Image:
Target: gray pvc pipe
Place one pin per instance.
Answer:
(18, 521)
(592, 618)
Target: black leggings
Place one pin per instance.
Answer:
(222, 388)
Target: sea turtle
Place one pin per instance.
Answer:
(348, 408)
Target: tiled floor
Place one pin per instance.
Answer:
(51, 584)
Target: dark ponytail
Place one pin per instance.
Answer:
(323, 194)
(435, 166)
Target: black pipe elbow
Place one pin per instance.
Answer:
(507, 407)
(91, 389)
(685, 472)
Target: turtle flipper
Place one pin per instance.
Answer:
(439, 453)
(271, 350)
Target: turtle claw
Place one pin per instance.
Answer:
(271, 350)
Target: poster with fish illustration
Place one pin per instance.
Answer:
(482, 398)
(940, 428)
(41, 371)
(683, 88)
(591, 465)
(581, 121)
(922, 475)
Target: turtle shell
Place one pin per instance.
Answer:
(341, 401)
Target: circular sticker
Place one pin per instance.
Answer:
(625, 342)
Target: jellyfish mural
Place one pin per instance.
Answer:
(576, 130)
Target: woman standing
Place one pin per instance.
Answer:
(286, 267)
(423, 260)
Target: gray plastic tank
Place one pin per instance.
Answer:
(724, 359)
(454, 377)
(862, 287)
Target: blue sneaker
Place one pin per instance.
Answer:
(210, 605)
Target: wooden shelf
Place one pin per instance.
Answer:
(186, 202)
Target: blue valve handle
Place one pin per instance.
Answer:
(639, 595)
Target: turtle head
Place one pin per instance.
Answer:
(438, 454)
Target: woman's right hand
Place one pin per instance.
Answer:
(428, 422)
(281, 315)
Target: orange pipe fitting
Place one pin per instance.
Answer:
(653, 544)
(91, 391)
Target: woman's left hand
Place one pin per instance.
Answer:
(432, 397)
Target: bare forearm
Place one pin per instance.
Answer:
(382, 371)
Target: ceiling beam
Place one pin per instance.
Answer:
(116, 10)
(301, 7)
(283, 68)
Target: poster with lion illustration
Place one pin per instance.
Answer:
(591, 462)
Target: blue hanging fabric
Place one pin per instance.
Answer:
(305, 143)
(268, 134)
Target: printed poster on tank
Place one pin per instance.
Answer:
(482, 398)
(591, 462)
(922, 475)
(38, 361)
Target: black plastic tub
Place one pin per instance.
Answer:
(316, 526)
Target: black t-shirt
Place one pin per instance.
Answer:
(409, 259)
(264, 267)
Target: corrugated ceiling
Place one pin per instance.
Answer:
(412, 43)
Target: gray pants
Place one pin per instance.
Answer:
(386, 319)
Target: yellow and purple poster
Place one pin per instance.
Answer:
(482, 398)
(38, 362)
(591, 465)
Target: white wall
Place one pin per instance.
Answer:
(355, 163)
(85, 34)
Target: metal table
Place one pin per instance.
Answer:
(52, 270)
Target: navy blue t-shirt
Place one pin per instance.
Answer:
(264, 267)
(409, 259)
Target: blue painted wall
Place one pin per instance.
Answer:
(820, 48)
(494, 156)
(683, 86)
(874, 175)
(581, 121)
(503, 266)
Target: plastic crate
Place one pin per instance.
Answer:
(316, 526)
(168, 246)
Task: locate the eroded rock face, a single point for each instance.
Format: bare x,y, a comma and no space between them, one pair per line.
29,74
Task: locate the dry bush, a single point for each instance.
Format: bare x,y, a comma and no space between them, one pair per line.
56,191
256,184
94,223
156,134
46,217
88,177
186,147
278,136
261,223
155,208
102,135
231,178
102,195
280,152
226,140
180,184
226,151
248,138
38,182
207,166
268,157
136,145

####################

PROBLEM TO SOLVE: Repeat the data in its entirety, word for word.

ANSWER SECTION:
Image:
Target: gray pvc pipe
Place one pin per instance.
Answer:
(18, 521)
(592, 618)
Target: black leggings
Place one pin per instance.
Answer:
(222, 388)
Target: sea turtle
Place one pin per instance.
Answer:
(348, 408)
Target: tiled floor
Place one pin per instance.
Answer:
(51, 584)
Target: dark ponytail
Place one pin per instance.
Answer:
(323, 194)
(435, 166)
Target: black pipe elbow
Place one pin per instance.
Answer:
(507, 407)
(91, 389)
(685, 472)
Target: turtle flipper
Place one pin per instance.
Answer:
(439, 453)
(271, 350)
Target: turtle claw
Place one pin per instance.
Answer:
(271, 350)
Target: poster with fish illustration
Place one pin per instance.
Answer:
(482, 398)
(940, 428)
(41, 371)
(683, 88)
(591, 465)
(581, 121)
(922, 475)
Target: turtle shell
Place one pin per instance.
Answer:
(341, 401)
Target: circular sticker
Place one pin per instance.
Answer:
(625, 342)
Target: jellyfish mural
Place one pin per instance.
Answer:
(576, 130)
Target: woman standing
Place one pin per instance.
Answer:
(286, 267)
(423, 260)
Target: gray plastic tank
Place one pin per instance.
Answer:
(724, 359)
(454, 377)
(862, 287)
Target: blue sneaker
Place one pin per instance.
Answer:
(210, 605)
Target: wooden shelf
Place one pin per instance.
Answer:
(186, 202)
Target: blue valve handle
Place one pin per instance.
Answer:
(639, 595)
Target: turtle head
Place one pin per instance.
Answer:
(438, 454)
Target: woman's right hand
Place one pin per instance.
Answer:
(428, 422)
(281, 315)
Target: orange pipe fitting
Place one pin per instance.
Answer:
(653, 544)
(91, 391)
Target: woman's left hand
Place one pin per instance.
Answer:
(432, 397)
Target: bare forearm
Place one pin per instance.
Answer:
(382, 371)
Target: ceiling beam
Place one pin per instance.
Answer:
(116, 10)
(301, 7)
(283, 68)
Target: poster with lion illustration
Place one pin per instance.
Answer:
(591, 462)
Target: blue hanging fabric
Place one pin per instance.
Answer:
(305, 143)
(268, 134)
Target: printed poster on tank
Place one pin per instance.
Answer:
(482, 398)
(591, 462)
(922, 475)
(38, 361)
Target: black plastic tub
Place one pin per instance.
Answer:
(316, 526)
Target: black t-shirt
Place one pin per instance.
Answer:
(409, 259)
(264, 267)
Target: corrugated ceiling
Place one pin per instance.
Answer:
(412, 43)
Target: gray pants
Place one pin per instance.
Answer:
(386, 319)
Target: yellow and purple poster
Place one pin per instance.
Answer:
(482, 398)
(38, 362)
(591, 465)
Target: white wall
Place one pin per instance.
Answer:
(355, 163)
(85, 34)
Target: metal table
Place one pin per instance.
Answer:
(52, 270)
Target: navy blue t-shirt
Place one pin per instance.
Answer:
(264, 267)
(409, 259)
Target: blue painted wall
Place one pin per instance.
Answer:
(820, 48)
(494, 156)
(683, 86)
(874, 175)
(581, 121)
(503, 266)
Target: plastic crate
Place one pin per instance.
Answer:
(316, 526)
(168, 246)
Task: locate the eroded rock face, a single point for each instance.
Format: bare x,y, a comma and no space between them, one pair per line.
29,74
Task: locate the dry bush, a single point for each instance.
Format: bare x,y, a comma and no space between them, one pair per line.
56,191
256,184
94,223
156,134
46,217
88,177
186,147
278,136
261,223
155,208
102,135
231,178
102,195
280,152
226,140
180,184
226,151
248,138
38,182
207,166
268,157
136,145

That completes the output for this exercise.